__Passage to read__:
------------------------------------
This dataset captures the complex, non-linear dynamics of dough manipulation—a frontier in 'Soft-Body' robotics. It features a professional pizzaiolo performing the ball formation process (boulage), recorded through a synchronized multi-modal array. By focusing on deformable materials, this dataset provides the 'Physical Grounding' necessary for World Models to predict material resistance, elasticity, and tactile transitions that are absent in rigid-object datasets. It is an essential resource for training VLA models on high-dexterity, force-sensitive tasks.

Key Technical Features

Tri-Source Synchronization: Seamless alignment between Ego-centric FPV (Visual Intent), Top-Right Global view (Spatial Context), and Dual-Arm IMU telemetry (Proprioceptive Ground Truth). Soft-Body Physics: High-resolution capture of dough deformation, providing unique data for predicting material flow and surface tension. Precision Temporal Protocol (T1-T4): Micro-action segmentation designed for Dense-Action learning:

  • T1 (Contact): Initial tactile engagement and surface adhesion detection.
  • T2 (Lift): Overcoming material stiction and gravitational transition.
  • T3 (Manipulate): Complex bimanual deformation, folding, and shaping phase (The 'Tacit Knowledge' core).
  • T4 (Release): Final detachment, capturing the elastic snap-back of the material.

Use Cases for Research

Deformable Object Manipulation: Training Foundation Models (like OmniVLA) to understand and predict the behavior of non-rigid, viscoelastic materials. Cross-View Spatial Mapping: Benchmarking FPV-to-Top-Right translation to improve robot spatial awareness in cluttered professional environments. Proprioceptive-Visual Fusion: Leveraging IMU data to correlate visual pixel-flow with real-world acceleration and force-vector proxies during high-dexterity tasks. World Model Error Recovery: Analyzing the T3 (Manipulate) phase to train agents on handling 'Corner Cases' such as sticky textures or uneven dough consistency.

About US

We are newcomers to the field, coming from the staffing industry. This gives us direct access to 100+ professional environments (industrial kitchens, bakeries, workshops) where we capture real-world manual tasks. Our approach is iterative and driven by field testing:

  • Capture Stack: We test different camera positions (chest, head, multi-view, 360°) and select the most relevant setup based on the specific task to ensure hands and tools stay in frame.
  • Multimodal: We integrate synchronized IMU sensors and Audio to capture the motion dynamics and contact sounds missing from standard datasets.
------------------------------------
__Available data__:
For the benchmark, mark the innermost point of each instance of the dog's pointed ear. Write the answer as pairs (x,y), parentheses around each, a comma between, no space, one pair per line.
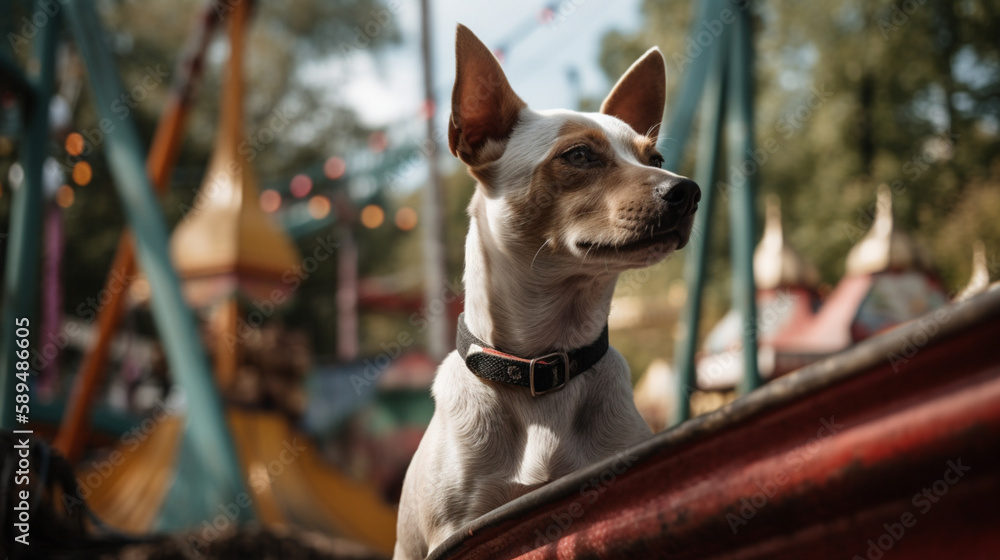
------------------------------------
__Work to do__:
[1] In the dough-handling dataset description, what does the T2 (Lift) phase involve?
[2] Continue the dough-handling dataset description after its final sentence, keeping its style.

__Expected results__:
[1] Overcoming material stiction and gravitational transition.

[2]
  • Annotation: We provide task segmentation and can adapt our labeling depth to specific model requirements. Since we own the access to the field, we are ultra-flexible. We can easily adapt our sensors, mounting, and annotation protocols to build custom collections that fit your specific needs. We’d be happy to chat about your current research and see how we can help ground your models with real-world professional data. Contact us orgn3ai@gmail.com

Commercial Licensing and Contact

  • The complete dataset and our custom collection services are available for commercial licensing and large-scale R&D. Whether you need existing data or a custom setup in a specific professional environment, do not hesitate to reach out for more information.
  • Contact: orgn3ai@gmail.com

License

  • This dataset is licensed under cc-by-nc-nd-4.0.

Dataset Statistics

This section provides detailed statistics extracted from dataset_metadata.json:

Overall Statistics

  • Dataset Name: PIZZA-DOUGH-BALLFORMATION-sample
  • Batch ID: pizza
  • Total Clips: 26
  • Number of Sequences: 39
  • Number of Streams: 3
  • Stream Types: ego, imu_left_wrist, third

Duration Statistics

  • Total Duration: 12.62 minutes (757.07 seconds)
  • Average Clip Duration: 29.12 seconds (29118.0 ms)
  • Min Clip Duration: 26.37 seconds (26367 ms)
  • Max Clip Duration: 32.83 seconds (32833 ms)

Clip Configuration

  • Padding: 1500 ms

Statistics by Stream Type

Ego

  • Number of clips: 13
  • Total duration: 6.31 minutes (378.53 seconds)
  • Average clip duration: 29.12 seconds (29118.0 ms)
  • Min clip duration: 26.37 seconds (26367 ms)
  • Max clip duration: 32.83 seconds (32833 ms)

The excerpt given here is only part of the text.